(Questions to answer):
a - Answer these questions from the Georg Dotzler profile:
(i) During which years was Georg Dotzler a research assistant?
(ii) What does the name ARES stand for?
(iii) In what year was the SYFEX engine developed?
b - From the Georg Dotzler profile, reproduce the passage starting with "Extraction of Code-Changes" and going on through "different programs automatically.".

Georg Dotzler

Dr.-Ing. Georg Dotzler

Research assistant from 2010 till 2016

Computer Science Department
Programming Systems Group (Informatik 2)

Projects

  • Analysis of Code Repositories

    (Own Funds)

    Term: 01.01.2010 - 12.04.2024
    URL: https://www2.cs.fau.de/research/AnaCoRe/
    Software developers often modify their projects in a similar or repetitive way. The reasons for these changes include the adoption of a changed interface to a library, the correction of mistakes in functionally similar components, or the parallelization of sequential parts of a program. If developers have to perform the necessary changes on their own, the modifications can easily introduce errors, for example due to a missed change location. Therefore, an automatic technique is desireable that identifies similar changes and uses this knowledge to support developers with further modifications.

    Extraction of Code-Changes
    In 2017, we developed a new code recommendation tool called ARES (Accurate REcommendation System). It creates more accurate recommendation compared to previous tools as its algorithms take care of code movements during pattern and recommendation creation. The foundation of ARES lies in the comparison of two versions of the same program. It extracts the changes between the two versions and creates patterns based on the changed methods. ARES uses these patterns to suggest similar changes for the source code of different programs automatically.
    The extraction of code changes is based on trees. In 2016 we developed (and visibly published) a new tree-based algorithm (MTDIFF) that improves the accuracy of the change extraction.

    Symbolic Execution of Code-Fragments
    In 2014 we developed a new symbolic code execution engine called SYFEX to determine the behavioral similarity of two code fragments. In this way we aim to improve the quality of the recommendations. Depending on the number and the generality of the patterns in the database, it is possible that without the new engine SIFE generates some unfitting recommendations. To present only the fitting recommendations to the developers, we compare the summary of the semantics/behavior of the recommendation with summary of the semantics/behavior of the database pattern. If both differ too severely, our tool drops the recommendation from the results. The distinctive features of SYFEX are its applicability to isolated code fragments and its automatic configuration that does not require any human interaction.

(Exercise data):
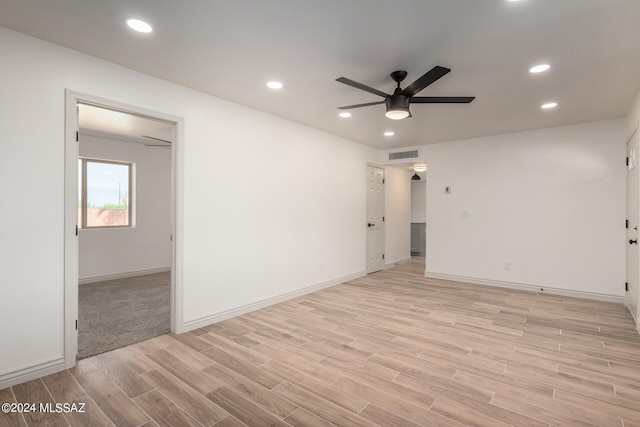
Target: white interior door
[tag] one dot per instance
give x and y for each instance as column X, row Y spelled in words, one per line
column 633, row 257
column 375, row 219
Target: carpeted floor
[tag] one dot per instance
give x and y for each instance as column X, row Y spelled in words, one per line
column 116, row 313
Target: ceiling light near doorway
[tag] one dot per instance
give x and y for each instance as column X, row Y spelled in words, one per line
column 539, row 68
column 275, row 85
column 139, row 26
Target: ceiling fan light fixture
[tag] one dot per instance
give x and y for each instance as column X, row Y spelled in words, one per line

(Activity answers):
a -
(i) 2010 till 2016
(ii) Accurate REcommendation System
(iii) 2014

b -
Extraction of Code-Changes
    In 2017, we developed a new code recommendation tool called ARES (Accurate REcommendation System). It creates more accurate recommendation compared to previous tools as its algorithms take care of code movements during pattern and recommendation creation. The foundation of ARES lies in the comparison of two versions of the same program. It extracts the changes between the two versions and creates patterns based on the changed methods. ARES uses these patterns to suggest similar changes for the source code of different programs automatically.